**Texto fuente:**
########################################

A diferencia de las “relaciones”, el “parentesco”, la “pareja” e ideas semejantes que resaltan el compromiso mutuo y excluyen o sosla­yan a su opuesto, el descompromiso, la “red” representa una matriz que conecta y desconecta a la vez: la redes sólo son imaginables si ambas actividades no están habilitadas al mismo tiempo. En una red, conectarse y desconectarse son elecciones igualmente legítimas, gozan del mismo estatus y de igual importancia. ¡No tiene sentido preguntarse cuál de las dos actividades complementarias constituye “la esencia” de una red! “Red” sugiere momentos de “estar en con­tacto” intercalados con períodos de libre merodeo. En una red, las conexiones se establecen a demanda, y pueden cortarse a voluntad. Una relación “indeseable pero indisoluble” es precisamente lo que hace que una “relación” sea tan riesgosa como parece. Sin embargo, una “conexión indeseable” es un oxímoron: las conexiones pueden ser y son disueltas mucho antes de que empiecen a ser detestables.
Las conexiones son “relaciones virtuales”. A diferencia de las rela­ciones a la antigua (por no hablar de las relaciones “comprometi­das”, y menos aún de los compromisos a largo plazo), parecen estar hechas a la medida del entorno de la moderna vida líquida, en la que se supone y espera que las “posibilidades románticas” (y no sólo las “románticas”) fluctúen cada vez con mayor velocidad entre mul­titudes que no decrecen, desalojándose entre sí con la promesa “de ser más gratificante y satisfactoria” que las anteriores. A diferencia de las “verdaderas relaciones”, las “relaciones virtuales” son de fácil acceso y salida. Parecen sensatas e higiénicas, fáciles de usar y amis­tosas con el usuario, cuando se las compara con la “cosa real”, pesa­da, lenta, inerte y complicada. Un hombre de Bath, de 28 años, en­trevistado en relación con la creciente popularidad de las citas por Internet en desmedro de los bares de solas y solos y las columnas de corazones solitarios, señaló una ventaja decisiva de la relación elec­trónica: “uno siempre puede oprimir la tecla ‘delete’”.Como si obedecieran a la ley de Gresham, las relaciones virtua­les (rebautizadas “conexiones”) establecen el modelo que rige a to­das las otras relaciones. Eso no hace felices a los hombres y las mu­jeres que sucumben a esa presión; al menos no los hace más felices de lo que eran con las relaciones previrtuales. Algo se gana, algo se pierde.

########################################

**Material dado:**

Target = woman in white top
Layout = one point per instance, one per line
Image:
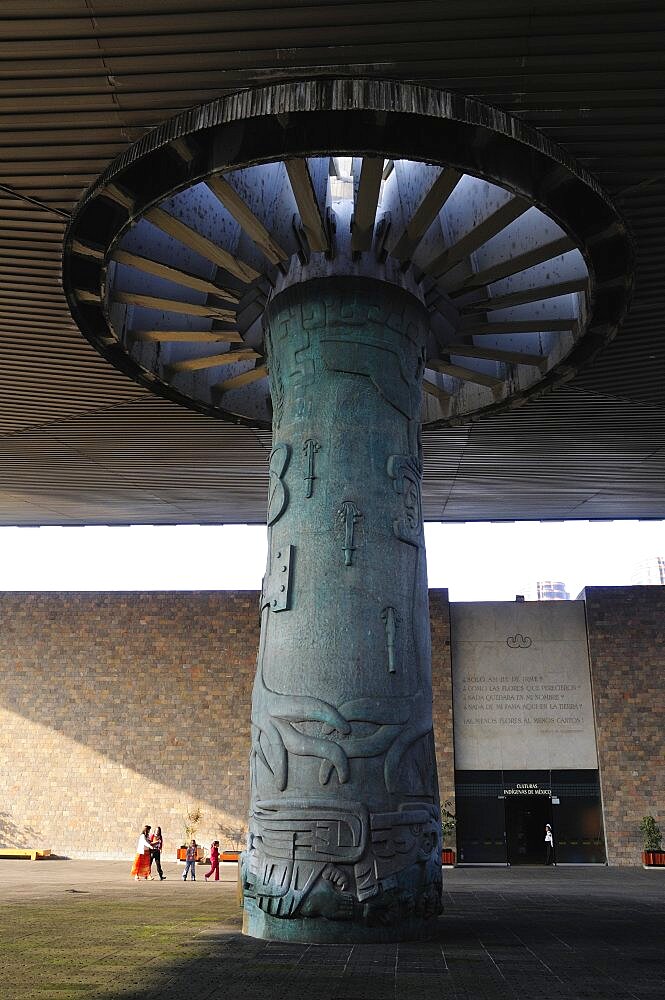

########################################

**Instrucciones:** Prolonga el texto sobre las conexiones y las relaciones virtuales a partir de su última oración.

**Respuesta:**
Tal como señaló Ralph Waldo Emerson, cuando uno patina so­bre hielo fino, la salvación es la velocidad. Cuando la calidad no nos da sostén, tendemos a buscar remedio en la cantidad. Si el “compromiso no tiene sentido” y las relaciones ya no son confia­bles y difícilmente duren, nos inclinamos a cambiar la pareja por las redes. Sin embargo, una vez que alguien lo ha hecho, sentar ca­beza se vuelve aún más difícil (y desalentador) que antes —ya que ahora carece de las habilidades que podrían hacer que la cosa fun­cionara-. Seguir en movimiento, antes un privilegio y un logro, se convierte ahora en obligación. Mantener la velocidad, antes una aventura gozosa, se convierte en un deber agotador. Y sobre todo, la fea incertidumbre y la insoportable confusión que supuestamente la velocidad ahuyentaría, aún siguen allí. La facilidad que ofre­cen el descompromiso y la ruptura a voluntad no reducen los ries­gos, sino que tan sólo los distribuyen, junto con las angustias que generan, de manera diferente.
Este libro está dedicado a los riesgos y angustias de vivir juntos, y separados, en nuestro moderno mundo líquido. (Págs. 7-14)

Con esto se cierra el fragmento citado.